* SHORT TASK: Copy the lines of the material below word for word, starting at the line containing "Provide the polygon of every instance of the woman's hand." and ending at the line containing "M106 64L114 72L113", with both of those lines included. Omit the pictures from your copy.
* Start MATERIAL SUPPLIED *
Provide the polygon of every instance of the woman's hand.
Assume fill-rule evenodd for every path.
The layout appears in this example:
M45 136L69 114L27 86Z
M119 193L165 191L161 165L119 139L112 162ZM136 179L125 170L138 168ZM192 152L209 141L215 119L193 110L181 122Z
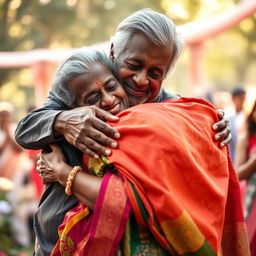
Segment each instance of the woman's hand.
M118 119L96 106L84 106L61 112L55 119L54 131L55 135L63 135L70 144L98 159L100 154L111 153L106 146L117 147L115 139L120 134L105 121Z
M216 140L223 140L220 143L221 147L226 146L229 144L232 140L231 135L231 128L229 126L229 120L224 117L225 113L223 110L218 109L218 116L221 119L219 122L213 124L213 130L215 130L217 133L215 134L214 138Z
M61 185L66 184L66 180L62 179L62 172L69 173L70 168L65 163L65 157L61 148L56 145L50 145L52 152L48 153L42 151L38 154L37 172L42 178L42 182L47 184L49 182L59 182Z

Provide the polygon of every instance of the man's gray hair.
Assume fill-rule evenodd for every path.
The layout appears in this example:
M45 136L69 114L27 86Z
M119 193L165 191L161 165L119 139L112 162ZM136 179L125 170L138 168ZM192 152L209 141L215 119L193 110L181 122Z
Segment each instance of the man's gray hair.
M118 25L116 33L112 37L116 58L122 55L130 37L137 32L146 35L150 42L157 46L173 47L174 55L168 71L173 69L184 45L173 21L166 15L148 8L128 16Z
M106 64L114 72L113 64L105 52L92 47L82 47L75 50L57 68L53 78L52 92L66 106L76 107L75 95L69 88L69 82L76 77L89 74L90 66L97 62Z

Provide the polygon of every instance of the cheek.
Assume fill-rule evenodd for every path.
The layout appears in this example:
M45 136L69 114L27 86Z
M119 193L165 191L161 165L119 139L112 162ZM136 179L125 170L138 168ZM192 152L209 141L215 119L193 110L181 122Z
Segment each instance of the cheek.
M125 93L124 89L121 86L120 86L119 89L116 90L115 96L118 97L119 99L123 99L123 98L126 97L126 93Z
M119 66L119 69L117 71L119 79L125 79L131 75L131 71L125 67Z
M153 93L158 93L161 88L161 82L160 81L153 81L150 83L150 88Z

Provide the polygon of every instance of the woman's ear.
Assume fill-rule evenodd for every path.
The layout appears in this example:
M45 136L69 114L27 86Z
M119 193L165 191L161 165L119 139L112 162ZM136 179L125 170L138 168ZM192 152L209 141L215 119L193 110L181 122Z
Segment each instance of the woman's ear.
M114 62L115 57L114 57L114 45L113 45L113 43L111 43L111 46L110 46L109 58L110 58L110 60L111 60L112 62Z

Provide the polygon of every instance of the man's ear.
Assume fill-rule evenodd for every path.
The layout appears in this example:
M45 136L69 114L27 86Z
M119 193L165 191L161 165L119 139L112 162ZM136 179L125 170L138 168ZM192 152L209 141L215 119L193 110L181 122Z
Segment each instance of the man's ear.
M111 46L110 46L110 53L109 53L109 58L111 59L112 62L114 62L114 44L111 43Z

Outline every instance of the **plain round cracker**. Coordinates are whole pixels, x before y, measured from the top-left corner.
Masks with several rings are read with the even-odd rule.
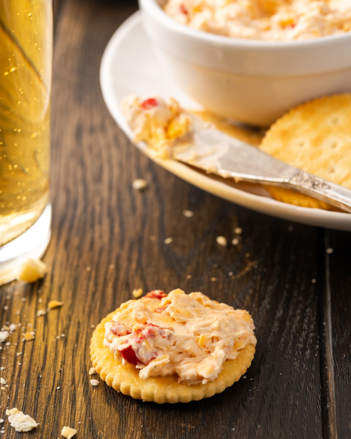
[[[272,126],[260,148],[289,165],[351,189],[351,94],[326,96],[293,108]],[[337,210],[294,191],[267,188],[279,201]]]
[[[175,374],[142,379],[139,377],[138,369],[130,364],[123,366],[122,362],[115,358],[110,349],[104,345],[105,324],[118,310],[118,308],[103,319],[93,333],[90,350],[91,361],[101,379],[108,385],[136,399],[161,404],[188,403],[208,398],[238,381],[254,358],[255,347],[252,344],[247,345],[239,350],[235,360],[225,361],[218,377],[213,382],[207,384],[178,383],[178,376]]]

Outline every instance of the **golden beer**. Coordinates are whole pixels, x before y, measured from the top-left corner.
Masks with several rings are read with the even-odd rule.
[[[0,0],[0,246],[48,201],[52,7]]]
* End MATERIAL SUPPLIED *
* Start MATERIAL SUPPLIED *
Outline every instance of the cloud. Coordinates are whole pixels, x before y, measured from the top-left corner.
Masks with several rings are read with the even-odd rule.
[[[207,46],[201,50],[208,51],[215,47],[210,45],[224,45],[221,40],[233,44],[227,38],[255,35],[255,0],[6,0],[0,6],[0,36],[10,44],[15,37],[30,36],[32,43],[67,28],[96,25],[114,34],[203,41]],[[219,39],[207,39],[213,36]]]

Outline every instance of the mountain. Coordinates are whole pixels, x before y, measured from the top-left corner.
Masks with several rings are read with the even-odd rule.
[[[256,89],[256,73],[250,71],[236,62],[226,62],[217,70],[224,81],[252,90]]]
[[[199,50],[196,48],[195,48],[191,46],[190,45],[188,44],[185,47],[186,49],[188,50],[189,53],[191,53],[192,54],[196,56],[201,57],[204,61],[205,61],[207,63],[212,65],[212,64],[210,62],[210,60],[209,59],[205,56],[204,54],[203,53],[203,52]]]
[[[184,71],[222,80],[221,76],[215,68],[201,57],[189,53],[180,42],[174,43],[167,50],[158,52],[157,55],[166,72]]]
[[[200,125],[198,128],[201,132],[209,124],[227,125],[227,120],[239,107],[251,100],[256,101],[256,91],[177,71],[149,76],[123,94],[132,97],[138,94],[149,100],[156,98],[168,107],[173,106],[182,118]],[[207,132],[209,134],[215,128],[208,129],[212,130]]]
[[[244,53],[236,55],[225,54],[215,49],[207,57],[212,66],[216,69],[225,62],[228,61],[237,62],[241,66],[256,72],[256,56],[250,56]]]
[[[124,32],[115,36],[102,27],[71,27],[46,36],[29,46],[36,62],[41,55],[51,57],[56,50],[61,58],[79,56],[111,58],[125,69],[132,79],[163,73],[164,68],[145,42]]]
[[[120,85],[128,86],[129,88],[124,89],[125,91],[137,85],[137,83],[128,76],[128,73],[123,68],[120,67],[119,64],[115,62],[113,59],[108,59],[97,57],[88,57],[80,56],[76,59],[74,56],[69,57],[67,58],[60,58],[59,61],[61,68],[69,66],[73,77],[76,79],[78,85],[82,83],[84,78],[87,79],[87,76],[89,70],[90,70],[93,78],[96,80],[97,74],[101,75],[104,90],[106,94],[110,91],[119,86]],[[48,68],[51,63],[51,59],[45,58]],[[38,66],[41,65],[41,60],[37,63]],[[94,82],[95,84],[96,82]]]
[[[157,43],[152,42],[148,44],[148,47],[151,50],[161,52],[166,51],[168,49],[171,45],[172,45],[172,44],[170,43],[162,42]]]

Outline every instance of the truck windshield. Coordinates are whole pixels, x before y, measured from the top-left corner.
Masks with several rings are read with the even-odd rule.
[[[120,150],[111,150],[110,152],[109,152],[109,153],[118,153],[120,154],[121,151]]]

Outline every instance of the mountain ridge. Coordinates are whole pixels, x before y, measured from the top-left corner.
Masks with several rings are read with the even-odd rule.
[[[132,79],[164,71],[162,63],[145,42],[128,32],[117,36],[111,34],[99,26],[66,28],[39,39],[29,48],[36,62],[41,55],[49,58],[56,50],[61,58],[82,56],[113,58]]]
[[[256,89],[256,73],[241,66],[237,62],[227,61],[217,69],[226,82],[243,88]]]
* End MATERIAL SUPPLIED *
* Start MATERIAL SUPPLIED *
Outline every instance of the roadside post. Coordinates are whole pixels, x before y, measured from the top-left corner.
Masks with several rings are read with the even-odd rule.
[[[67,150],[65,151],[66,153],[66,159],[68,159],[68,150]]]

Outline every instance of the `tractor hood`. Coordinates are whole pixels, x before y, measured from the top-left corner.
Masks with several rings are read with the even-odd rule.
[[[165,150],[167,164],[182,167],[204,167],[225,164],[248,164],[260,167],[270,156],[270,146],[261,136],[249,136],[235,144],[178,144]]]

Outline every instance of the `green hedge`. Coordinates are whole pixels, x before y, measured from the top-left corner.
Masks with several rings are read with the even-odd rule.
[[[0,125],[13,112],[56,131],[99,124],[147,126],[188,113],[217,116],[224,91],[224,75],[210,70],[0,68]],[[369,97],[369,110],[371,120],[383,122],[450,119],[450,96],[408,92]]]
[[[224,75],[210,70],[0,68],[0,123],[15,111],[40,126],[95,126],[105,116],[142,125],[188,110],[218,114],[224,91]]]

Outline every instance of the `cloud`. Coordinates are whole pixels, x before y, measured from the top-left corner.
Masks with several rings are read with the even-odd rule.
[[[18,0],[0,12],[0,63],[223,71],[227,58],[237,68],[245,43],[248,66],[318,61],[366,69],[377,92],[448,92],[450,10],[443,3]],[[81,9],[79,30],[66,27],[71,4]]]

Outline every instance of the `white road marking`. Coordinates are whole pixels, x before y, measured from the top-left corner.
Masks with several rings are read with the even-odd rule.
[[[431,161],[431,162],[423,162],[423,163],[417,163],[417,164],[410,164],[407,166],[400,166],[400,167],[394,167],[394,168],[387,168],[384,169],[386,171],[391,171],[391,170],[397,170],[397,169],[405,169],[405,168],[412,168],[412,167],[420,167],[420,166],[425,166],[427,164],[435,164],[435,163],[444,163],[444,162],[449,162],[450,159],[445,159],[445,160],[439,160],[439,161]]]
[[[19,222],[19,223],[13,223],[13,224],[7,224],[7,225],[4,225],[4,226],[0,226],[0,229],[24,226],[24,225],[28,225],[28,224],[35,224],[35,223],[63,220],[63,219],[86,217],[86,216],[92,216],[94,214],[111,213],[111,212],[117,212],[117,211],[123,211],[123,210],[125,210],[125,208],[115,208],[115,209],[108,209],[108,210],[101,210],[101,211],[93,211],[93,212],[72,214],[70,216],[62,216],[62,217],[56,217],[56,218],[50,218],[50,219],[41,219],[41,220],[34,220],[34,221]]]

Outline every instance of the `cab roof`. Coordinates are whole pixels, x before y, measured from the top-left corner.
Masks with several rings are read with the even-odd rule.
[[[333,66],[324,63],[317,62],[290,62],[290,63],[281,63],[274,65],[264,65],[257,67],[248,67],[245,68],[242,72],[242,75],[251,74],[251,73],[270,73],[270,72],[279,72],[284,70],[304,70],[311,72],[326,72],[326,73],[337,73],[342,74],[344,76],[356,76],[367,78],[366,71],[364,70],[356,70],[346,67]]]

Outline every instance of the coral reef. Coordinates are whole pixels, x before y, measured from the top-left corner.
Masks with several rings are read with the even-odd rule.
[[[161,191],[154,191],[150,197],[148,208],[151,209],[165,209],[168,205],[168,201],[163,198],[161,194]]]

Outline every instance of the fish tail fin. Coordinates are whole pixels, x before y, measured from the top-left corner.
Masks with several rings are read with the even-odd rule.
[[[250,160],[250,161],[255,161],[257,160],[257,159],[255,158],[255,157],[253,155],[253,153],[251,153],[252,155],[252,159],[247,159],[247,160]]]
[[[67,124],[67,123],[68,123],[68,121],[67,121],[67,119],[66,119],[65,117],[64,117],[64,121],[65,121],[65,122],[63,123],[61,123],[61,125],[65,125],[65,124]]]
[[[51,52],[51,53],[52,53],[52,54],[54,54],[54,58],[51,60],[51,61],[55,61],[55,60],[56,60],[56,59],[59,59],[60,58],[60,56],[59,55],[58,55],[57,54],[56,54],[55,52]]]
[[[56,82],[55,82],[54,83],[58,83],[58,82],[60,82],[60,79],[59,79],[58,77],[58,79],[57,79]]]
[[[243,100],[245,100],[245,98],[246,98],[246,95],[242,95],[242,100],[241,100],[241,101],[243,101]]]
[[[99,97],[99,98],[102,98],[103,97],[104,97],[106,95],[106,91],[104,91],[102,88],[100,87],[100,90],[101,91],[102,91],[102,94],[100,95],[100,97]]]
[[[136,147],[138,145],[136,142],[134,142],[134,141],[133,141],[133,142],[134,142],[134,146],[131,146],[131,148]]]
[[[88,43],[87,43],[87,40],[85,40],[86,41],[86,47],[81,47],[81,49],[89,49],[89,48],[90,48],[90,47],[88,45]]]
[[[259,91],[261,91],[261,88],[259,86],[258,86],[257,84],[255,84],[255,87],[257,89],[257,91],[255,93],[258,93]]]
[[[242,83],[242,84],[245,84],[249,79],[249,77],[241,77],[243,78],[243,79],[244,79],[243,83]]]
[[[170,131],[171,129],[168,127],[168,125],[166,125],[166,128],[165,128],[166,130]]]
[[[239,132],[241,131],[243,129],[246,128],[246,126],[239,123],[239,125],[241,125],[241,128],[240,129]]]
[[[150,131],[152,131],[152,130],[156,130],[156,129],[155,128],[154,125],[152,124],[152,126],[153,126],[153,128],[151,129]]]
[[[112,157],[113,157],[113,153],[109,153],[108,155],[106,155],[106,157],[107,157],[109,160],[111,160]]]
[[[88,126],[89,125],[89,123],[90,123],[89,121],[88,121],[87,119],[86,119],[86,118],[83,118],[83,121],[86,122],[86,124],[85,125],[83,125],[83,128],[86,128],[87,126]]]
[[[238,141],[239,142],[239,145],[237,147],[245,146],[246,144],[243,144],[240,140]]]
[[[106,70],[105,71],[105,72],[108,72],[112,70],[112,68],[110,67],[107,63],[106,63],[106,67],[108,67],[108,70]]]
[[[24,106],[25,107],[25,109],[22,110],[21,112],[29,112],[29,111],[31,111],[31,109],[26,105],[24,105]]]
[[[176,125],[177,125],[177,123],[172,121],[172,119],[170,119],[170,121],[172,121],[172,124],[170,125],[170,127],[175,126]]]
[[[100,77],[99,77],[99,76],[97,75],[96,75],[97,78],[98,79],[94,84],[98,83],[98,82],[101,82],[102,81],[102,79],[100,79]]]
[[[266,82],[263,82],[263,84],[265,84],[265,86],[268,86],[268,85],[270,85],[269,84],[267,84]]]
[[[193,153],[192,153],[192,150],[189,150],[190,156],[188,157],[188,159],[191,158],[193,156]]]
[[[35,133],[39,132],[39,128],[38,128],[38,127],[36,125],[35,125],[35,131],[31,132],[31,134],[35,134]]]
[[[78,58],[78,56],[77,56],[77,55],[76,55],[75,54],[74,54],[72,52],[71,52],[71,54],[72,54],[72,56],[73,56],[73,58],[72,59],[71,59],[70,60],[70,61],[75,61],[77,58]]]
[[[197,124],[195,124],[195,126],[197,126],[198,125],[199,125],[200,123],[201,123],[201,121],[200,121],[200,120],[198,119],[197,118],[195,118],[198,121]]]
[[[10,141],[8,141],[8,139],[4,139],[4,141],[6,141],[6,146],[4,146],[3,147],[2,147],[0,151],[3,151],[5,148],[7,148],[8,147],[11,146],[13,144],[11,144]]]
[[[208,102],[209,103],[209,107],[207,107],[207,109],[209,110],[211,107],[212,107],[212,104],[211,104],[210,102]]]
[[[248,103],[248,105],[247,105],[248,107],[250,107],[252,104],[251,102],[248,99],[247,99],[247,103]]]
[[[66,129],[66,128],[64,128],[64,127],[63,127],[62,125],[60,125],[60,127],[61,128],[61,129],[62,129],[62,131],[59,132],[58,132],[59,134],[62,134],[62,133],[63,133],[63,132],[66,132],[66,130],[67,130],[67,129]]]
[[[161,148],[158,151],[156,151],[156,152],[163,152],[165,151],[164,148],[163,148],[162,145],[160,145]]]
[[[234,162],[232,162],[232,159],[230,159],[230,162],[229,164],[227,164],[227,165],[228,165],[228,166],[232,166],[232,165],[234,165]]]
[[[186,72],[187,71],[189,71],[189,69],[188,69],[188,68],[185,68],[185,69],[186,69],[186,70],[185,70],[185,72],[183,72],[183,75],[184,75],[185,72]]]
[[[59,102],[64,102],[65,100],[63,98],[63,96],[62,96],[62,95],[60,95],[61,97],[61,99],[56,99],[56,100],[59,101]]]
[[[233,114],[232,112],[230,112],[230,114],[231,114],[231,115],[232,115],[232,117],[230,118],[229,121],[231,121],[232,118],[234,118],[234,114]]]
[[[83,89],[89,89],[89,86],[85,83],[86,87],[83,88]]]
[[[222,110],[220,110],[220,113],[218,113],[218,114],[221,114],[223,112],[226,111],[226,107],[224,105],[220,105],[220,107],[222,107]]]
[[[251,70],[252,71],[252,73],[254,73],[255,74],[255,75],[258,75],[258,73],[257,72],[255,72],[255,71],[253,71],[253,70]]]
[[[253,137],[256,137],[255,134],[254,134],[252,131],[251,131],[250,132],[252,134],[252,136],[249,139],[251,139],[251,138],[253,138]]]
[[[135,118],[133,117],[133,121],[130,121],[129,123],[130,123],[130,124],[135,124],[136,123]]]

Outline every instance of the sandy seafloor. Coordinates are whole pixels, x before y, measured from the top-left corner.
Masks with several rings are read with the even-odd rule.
* End MATERIAL SUPPLIED *
* WRITTEN RESPONSE:
Provide the polygon of every instance of the woman's hand.
Assume fill-rule evenodd for every path.
The layout appears in this example:
M45 136L69 114L27 86Z
M119 193L165 191L161 165L119 139L112 162ZM136 179L125 170L138 168ZM192 152L209 141L215 119L193 110L181 122Z
Segment each instance of the woman's hand.
M118 119L96 106L84 106L61 112L55 119L54 131L55 135L63 135L70 144L98 159L100 154L111 153L106 146L117 147L115 139L120 134L105 121Z
M216 140L223 140L220 143L221 147L226 146L229 144L232 140L231 135L231 128L229 126L229 120L224 117L225 113L223 110L218 109L218 116L221 119L219 122L213 124L213 130L215 130L217 133L215 134L214 138Z
M61 185L66 184L66 180L62 179L62 172L69 173L70 168L65 163L65 157L61 148L56 145L50 145L52 152L48 153L42 151L38 154L37 172L42 178L42 182L47 184L49 182L59 182Z

Provide the polygon of every instance of the man's gray hair.
Assume fill-rule evenodd for every path.
The layout appears in this example:
M45 136L69 114L27 86Z
M119 193L165 191L161 165L119 139L112 162ZM136 179L125 170L138 168ZM192 152L209 141L215 119L193 110L181 122Z
Segment each instance of the man's gray hair.
M118 25L116 33L112 37L116 58L122 55L130 37L137 32L146 35L150 42L157 46L173 47L174 55L168 71L173 69L184 45L173 21L166 15L148 8L128 16Z
M106 64L114 72L113 64L105 52L92 47L82 47L75 50L57 68L53 78L52 92L66 106L76 107L75 95L69 88L69 82L76 77L89 74L90 66L97 62Z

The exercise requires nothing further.